## [The records]
- - - -
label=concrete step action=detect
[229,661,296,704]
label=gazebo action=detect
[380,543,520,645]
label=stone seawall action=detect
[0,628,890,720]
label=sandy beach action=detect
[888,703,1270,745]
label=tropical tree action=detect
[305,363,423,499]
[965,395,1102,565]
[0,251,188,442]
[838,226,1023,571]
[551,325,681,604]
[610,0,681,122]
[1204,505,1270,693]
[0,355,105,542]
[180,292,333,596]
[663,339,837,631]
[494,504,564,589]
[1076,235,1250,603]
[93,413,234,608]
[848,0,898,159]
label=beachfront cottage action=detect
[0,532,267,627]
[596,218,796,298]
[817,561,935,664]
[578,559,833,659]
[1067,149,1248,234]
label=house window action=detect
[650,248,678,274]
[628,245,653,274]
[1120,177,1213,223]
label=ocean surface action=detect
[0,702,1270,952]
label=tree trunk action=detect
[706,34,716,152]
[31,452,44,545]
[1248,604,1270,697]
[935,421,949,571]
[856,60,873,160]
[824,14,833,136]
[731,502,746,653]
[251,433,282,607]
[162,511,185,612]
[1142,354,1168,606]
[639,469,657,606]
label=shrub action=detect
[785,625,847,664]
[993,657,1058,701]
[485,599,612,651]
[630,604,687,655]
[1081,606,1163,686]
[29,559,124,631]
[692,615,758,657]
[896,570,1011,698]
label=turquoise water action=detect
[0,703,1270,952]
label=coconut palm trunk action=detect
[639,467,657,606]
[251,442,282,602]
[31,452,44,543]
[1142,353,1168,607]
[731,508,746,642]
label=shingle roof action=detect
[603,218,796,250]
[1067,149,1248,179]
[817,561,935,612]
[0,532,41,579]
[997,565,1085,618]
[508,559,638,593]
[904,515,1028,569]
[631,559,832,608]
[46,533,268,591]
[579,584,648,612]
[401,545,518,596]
- - - -
## [Given task]
Copy all of the lines above, keeping each one unchanged.

## [Output of the task]
label=concrete step action=detect
[229,661,296,704]
label=gazebo action=detect
[380,543,520,645]
label=stone seawall action=detect
[0,628,890,720]
label=sandy beach action=detect
[888,703,1270,745]
label=tropical tree action=detect
[305,363,423,499]
[965,395,1102,565]
[0,251,188,442]
[838,226,1023,571]
[551,325,681,604]
[610,0,681,122]
[1204,505,1270,693]
[0,355,105,542]
[180,292,333,596]
[663,339,837,631]
[494,504,564,589]
[1076,235,1250,603]
[93,413,234,608]
[848,0,898,159]
label=beachfront cottage action=detect
[0,532,267,627]
[596,218,796,298]
[817,561,935,664]
[578,559,833,659]
[1067,149,1248,234]
label=house window action=detect
[650,248,678,274]
[628,245,653,274]
[1120,177,1213,223]
label=ocean surface action=detect
[0,702,1270,952]
label=tree trunk action=detect
[706,34,716,152]
[31,452,44,545]
[1248,604,1270,697]
[935,421,949,571]
[856,60,873,160]
[824,14,833,136]
[731,502,746,653]
[251,433,282,607]
[162,511,185,612]
[1142,354,1168,606]
[639,469,657,606]
label=shrub action=detect
[785,625,847,664]
[993,657,1058,701]
[485,599,612,651]
[630,604,687,655]
[1081,606,1163,686]
[29,559,124,631]
[692,615,758,657]
[896,570,1011,698]
label=turquoise water action=detect
[0,703,1270,952]
label=coconut palm trunk action=detect
[639,467,657,606]
[251,442,282,602]
[31,452,44,543]
[1142,353,1168,607]
[731,508,746,642]
label=shingle roof action=detect
[603,218,796,250]
[1067,149,1248,179]
[817,561,935,612]
[0,532,41,579]
[997,565,1085,618]
[508,559,638,593]
[904,515,1028,569]
[631,559,832,608]
[46,533,268,591]
[579,584,648,612]
[401,545,518,596]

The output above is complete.